Eks Napi Diperbolehkan Ikut Pilkada Sejalan dengan HAM
Berita

Eks Napi Diperbolehkan Ikut Pilkada Sejalan dengan HAM

Semestinya MK tak saja melihat sisi HAM, tetapi tindak pidana yang dilakukan eks napi agar menjadi pembelajaran dan sanksi moral dengan adanya jeda waktu beberapa tahun dapat maju pencalonan pilkada.

RFQ
Bacaan 2 Menit
Benny K Harman (kanan). Foto: SGP
Benny K Harman (kanan). Foto: SGP
Kabar gembira bagi narapidana yang hendak maju dalam perhelatan akbar pemilihan kepala daerah. Ketentuan aturan adanya jeda setelah napi keluar dari Lapas dinilai bertentangan dengan UUD 1945. Oleh sebab itu, Mahkamah Konstitusi (MK) melalui putusannya menganulir Pasal 7 huruf g UU No. 8 Tahun 2015 tentang Perubahan atas UU No. 1 Tahun 2015 tentang Penetapan Perppu No. 1 Tahun 2014 tentang Pemilihan Gubernur, Bupati, Walikota (UU Pilkada) sejalan dengan hak asasi manusia.

Tujuan 1: Sebutkan semua peraturan dalam berita tentang eks napi dan pilkada yang dicantumkan beserta nomor dan tahunnya.
Tujuan 2: Salin ulang bagian berita tentang eks napi dan pilkada mulai dari "Semestinya MK tak" sampai dengan "hak asasi manusia.", lalu ganti "Lapas" dengan "lembaga pemasyarakatan".
Materi berikut tidak diperlukan sama sekali.

Data Tersimpan:
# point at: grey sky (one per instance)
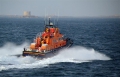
(64, 7)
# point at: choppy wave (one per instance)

Pembahasan Jawaban 1: UU No. 8 Tahun 2015, UU No. 1 Tahun 2015, dan Perppu No. 1 Tahun 2014.

Pembahasan Jawaban 2:
Semestinya MK tak saja melihat sisi HAM, tetapi tindak pidana yang dilakukan eks napi agar menjadi pembelajaran dan sanksi moral dengan adanya jeda waktu beberapa tahun dapat maju pencalonan pilkada.

RFQ
Bacaan 2 Menit
Benny K Harman (kanan). Foto: SGP
Benny K Harman (kanan). Foto: SGP
Kabar gembira bagi narapidana yang hendak maju dalam perhelatan akbar pemilihan kepala daerah. Ketentuan aturan adanya jeda setelah napi keluar dari lembaga pemasyarakatan dinilai bertentangan dengan UUD 1945. Oleh sebab itu, Mahkamah Konstitusi (MK) melalui putusannya menganulir Pasal 7 huruf g UU No. 8 Tahun 2015 tentang Perubahan atas UU No. 1 Tahun 2015 tentang Penetapan Perppu No. 1 Tahun 2014 tentang Pemilihan Gubernur, Bupati, Walikota (UU Pilkada) sejalan dengan hak asasi manusia.